> Source data
* * * * * * * * *

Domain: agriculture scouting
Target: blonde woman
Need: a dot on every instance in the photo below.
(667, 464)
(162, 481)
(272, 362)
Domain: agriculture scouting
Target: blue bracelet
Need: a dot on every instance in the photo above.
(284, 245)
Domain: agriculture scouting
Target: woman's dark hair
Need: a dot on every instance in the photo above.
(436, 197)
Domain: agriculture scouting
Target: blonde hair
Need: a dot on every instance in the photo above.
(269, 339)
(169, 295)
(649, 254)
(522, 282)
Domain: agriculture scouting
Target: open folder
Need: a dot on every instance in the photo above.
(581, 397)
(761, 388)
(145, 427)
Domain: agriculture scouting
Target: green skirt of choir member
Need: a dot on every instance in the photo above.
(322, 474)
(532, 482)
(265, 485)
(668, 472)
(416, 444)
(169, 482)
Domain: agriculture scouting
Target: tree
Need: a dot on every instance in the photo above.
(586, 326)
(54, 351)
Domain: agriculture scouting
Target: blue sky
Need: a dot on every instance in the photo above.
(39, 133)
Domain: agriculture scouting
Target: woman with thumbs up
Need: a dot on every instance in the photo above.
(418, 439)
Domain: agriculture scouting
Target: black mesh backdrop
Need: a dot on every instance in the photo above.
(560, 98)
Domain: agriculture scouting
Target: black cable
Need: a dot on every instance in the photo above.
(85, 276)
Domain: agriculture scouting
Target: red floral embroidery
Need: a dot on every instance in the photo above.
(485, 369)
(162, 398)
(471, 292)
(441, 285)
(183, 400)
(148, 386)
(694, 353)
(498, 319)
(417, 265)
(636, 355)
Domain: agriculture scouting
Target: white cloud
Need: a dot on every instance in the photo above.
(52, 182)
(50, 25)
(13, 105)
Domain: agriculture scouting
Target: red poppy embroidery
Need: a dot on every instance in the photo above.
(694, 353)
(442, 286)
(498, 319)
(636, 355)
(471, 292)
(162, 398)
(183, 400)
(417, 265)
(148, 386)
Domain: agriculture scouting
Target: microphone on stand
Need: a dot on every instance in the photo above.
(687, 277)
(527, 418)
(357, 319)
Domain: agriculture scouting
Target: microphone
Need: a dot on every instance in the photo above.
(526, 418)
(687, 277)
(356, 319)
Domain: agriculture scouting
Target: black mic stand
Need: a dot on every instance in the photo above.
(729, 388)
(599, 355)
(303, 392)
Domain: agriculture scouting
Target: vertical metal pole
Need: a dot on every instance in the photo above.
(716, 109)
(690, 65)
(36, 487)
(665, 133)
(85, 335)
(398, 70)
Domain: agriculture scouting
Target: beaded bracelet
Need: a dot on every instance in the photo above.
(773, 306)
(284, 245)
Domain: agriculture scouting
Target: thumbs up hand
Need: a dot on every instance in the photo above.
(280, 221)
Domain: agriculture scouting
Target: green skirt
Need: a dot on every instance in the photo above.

* * * * * * * * *

> What the task asks
Please transcribe the records above in full, keeping every word.

> Answer to this exercise
Domain: agriculture scouting
Target: blonde woman
Need: a dot on every instance in the photo below.
(667, 464)
(162, 481)
(272, 362)
Domain: agriculture scouting
Target: blue bracelet
Need: a dot on every instance in the photo above.
(284, 245)
Domain: agriculture scouting
Target: woman's dark hair
Need: a dot on every instance in the photo above.
(436, 197)
Domain: agriculture scouting
Target: blonde hair
Need: a dot on every instance in the photo above.
(269, 339)
(169, 295)
(649, 254)
(522, 282)
Domain: agriculture scouting
Target: open folder
Need: a dot on every instance in the photo above.
(581, 397)
(761, 388)
(145, 427)
Domain: agriculture scouting
Target: green skirt of choir member
Need: a dot on every instance in the photo above.
(322, 474)
(532, 482)
(265, 485)
(668, 472)
(416, 444)
(169, 482)
Domain: agriculture scouting
Target: tree
Need: a dot on every instance in the photo above.
(586, 326)
(54, 351)
Domain: agriculture scouting
Target: blue sky
Need: a dot on every instance in the photo above.
(39, 133)
Domain: agriculture scouting
Target: woman with thumbs up
Need: a dot on every instance in the photo above.
(418, 439)
Domain: agriculture scouting
Target: black mesh backdrop
Need: a dot on every instance in the photo above.
(560, 98)
Domain: agriculture scouting
Target: black cable
Need: a dot on every instance in the photo above.
(85, 276)
Domain: agriculture scouting
Target: red floral embroidery
Need: a dot on every instance in the photo above.
(485, 369)
(162, 398)
(471, 292)
(441, 285)
(183, 400)
(148, 386)
(694, 353)
(498, 319)
(417, 265)
(636, 355)
Domain: agriculture scouting
Target: white cloud
Need: a dot on every instance in the photo above.
(52, 182)
(50, 25)
(13, 105)
Domain: agriculture scouting
Target: red poppy embroidery
Need: a dot on every instance in the photo above.
(694, 353)
(442, 286)
(498, 319)
(636, 355)
(471, 292)
(162, 398)
(183, 400)
(417, 265)
(148, 386)
Domain: agriculture scouting
Target: microphone on stand
Need: a dot on every instance in the photo above.
(687, 277)
(527, 418)
(357, 319)
Domain: agriculture scouting
Target: microphone
Need: a dot on every instance in the photo above.
(526, 418)
(687, 277)
(356, 319)
Domain: agriculture scouting
Target: black mic stand
Need: a dot on every instance in the photo above.
(729, 388)
(599, 355)
(303, 392)
Domain: agriculture scouting
Target: vertical metal pole
Need: a dot on every instance in the photo above.
(716, 109)
(690, 65)
(36, 487)
(665, 133)
(85, 335)
(398, 70)
Domain: agriculture scouting
Target: beaded bracelet
Need: a dot on every instance in the photo above.
(773, 306)
(284, 245)
Domain: agriculture scouting
Target: thumbs up hand
Need: a dot on every instance in the photo above.
(280, 221)
Domain: agriculture scouting
Target: green skirt
Need: a dot on every instance in the photo above.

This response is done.